STATED EXERCISE 1: According to the dark matter models excerpt, what mass window lets warm dark matter solve the satellite galaxy problem and fit other observational constraints?
STATED EXERCISE 2: Could you carry the dark matter models excerpt forward from its last sentence?

DOCUMENT EXCERPT:
>>>

Simple Dark Matter Models Have Failed

Lots of phenomena in astronomy are assumed to be the product of dark matter not made out of the same kind of particles that are found in ordinary matter that interact with ordinary matter predominantly via gravity alone.  For example, dark matter is invoked to explain why galaxies rotate at speeds inconsistent with their visible mass.

Very simple collisionless warm dark matter (keV scale) and cold dark matter (many GeV scale) dark matter models are sufficient to explain the dark matter phenomena observed at the cosmology level.  Thermal relic "hot dark matter" with mass in the neutrino range has long been ruled out because this would create a universe that has far less large scale structure than is observed.  But, warm dark matter and cold dark matter models have historically been less accurate at describing phenomena at the scale of an individual galaxy and cold dark matter models predict that there would be far more satellite galaxies to galaxies like the Milky Way than are observed.

A pure collisionless cold dark matter model leads to a cuspy NFW dark matter halo shape (named with the initial of the three scientists to formulate it) which is inconsistent with observational evidence.

Much lighter dark matter particles called warm dark matter, solve the satellite galaxy problem and fit a variety of other observational constraints in a narrow mass window around 2-3 keV, and also produce a less severely cuspy dark matter halo shape.  But, improved observations of the movements of visible matter in galaxies used to more precisely infer the shape of the dark matter halos that would be necessary to produce the observed movements of visible matter still rule out even simple collisionless warm dark matter models.  These models still produce halos that are too cuspy.

<<<

Excerpts of location labeling data:
>>>

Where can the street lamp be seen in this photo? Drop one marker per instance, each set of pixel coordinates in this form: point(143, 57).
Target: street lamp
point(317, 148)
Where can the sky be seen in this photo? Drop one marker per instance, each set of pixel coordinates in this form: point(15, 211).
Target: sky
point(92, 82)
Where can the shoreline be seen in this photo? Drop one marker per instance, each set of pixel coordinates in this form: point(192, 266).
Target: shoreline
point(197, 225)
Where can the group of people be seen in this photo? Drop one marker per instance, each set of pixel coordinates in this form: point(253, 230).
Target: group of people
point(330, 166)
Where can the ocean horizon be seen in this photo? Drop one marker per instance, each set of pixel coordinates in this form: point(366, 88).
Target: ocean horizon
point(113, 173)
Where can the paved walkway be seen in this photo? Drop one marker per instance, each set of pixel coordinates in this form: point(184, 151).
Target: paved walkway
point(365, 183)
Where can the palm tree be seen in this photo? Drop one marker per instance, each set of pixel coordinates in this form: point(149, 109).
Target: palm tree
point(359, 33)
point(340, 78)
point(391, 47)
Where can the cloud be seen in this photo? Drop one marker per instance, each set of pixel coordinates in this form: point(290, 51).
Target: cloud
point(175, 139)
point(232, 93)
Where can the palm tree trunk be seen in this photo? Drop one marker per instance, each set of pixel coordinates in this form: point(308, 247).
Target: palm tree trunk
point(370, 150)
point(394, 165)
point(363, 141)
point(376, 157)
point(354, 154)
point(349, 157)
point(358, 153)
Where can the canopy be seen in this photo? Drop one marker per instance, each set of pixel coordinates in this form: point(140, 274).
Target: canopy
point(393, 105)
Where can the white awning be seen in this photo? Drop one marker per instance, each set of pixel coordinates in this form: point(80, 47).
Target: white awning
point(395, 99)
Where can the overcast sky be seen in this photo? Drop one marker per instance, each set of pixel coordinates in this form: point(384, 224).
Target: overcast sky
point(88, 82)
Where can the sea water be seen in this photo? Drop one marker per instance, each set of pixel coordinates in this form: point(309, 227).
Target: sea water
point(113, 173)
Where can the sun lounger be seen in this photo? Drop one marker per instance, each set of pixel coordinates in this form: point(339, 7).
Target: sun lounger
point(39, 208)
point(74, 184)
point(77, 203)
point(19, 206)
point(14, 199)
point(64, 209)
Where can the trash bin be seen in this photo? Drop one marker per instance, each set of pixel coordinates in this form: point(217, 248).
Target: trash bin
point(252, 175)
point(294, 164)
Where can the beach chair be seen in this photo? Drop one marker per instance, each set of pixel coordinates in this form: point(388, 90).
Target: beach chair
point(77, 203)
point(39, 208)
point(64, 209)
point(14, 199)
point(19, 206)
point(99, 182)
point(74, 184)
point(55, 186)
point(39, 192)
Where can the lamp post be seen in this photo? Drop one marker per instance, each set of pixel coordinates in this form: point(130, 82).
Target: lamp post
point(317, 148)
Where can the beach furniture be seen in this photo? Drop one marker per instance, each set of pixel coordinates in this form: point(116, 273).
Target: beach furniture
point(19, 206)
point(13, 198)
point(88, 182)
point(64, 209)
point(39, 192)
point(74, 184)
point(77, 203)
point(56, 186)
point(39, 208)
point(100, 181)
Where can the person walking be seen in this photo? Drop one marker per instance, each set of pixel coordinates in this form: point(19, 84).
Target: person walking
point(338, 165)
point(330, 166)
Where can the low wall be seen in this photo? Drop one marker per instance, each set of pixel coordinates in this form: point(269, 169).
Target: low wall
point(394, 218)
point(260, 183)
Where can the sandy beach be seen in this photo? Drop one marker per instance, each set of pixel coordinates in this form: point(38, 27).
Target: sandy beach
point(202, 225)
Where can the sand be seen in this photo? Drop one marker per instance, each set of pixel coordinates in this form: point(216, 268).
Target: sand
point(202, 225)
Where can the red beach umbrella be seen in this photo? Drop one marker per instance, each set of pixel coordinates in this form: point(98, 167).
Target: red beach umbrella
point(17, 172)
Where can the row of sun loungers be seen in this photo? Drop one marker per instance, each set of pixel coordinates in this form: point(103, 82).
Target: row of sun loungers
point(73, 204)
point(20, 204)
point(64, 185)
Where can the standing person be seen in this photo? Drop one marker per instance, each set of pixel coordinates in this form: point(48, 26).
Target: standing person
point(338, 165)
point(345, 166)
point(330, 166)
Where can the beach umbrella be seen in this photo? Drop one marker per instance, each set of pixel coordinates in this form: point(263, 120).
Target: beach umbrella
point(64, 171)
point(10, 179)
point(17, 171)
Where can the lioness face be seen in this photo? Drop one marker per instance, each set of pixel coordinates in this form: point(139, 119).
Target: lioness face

<<<

WRITTEN RESPONSE 1: A narrow window around 2-3 keV.

WRITTEN RESPONSE 2:
But, there is basically no form of dark matter that is capable of being consistent with observational evidence and is a thermal relic that can fit the bill of cold dark matter for the highly successful lamda CDM cosmology model which is not also accompanied by a new force that acts between particles of dark matter and is mediated by an MeV scale mass force carrying boson that creates a Yukawa potential between dark matter particles.

Thus, without a major overhaul of the foundations of cosmology, both a new fundamental particle and a new force with its own particle are necessary, at a minimum.  A complete formulation of physics in a particle model, if it is possible at all, would also require a hypothetical graviton tensor boson, and possible a dark energy scalar particle and an inflaton scalar particle as well - although it is possible that the Higgs field, dark energy phenomena, and cosmological inflation (or at least a couple of them) could have a common scalar particle source.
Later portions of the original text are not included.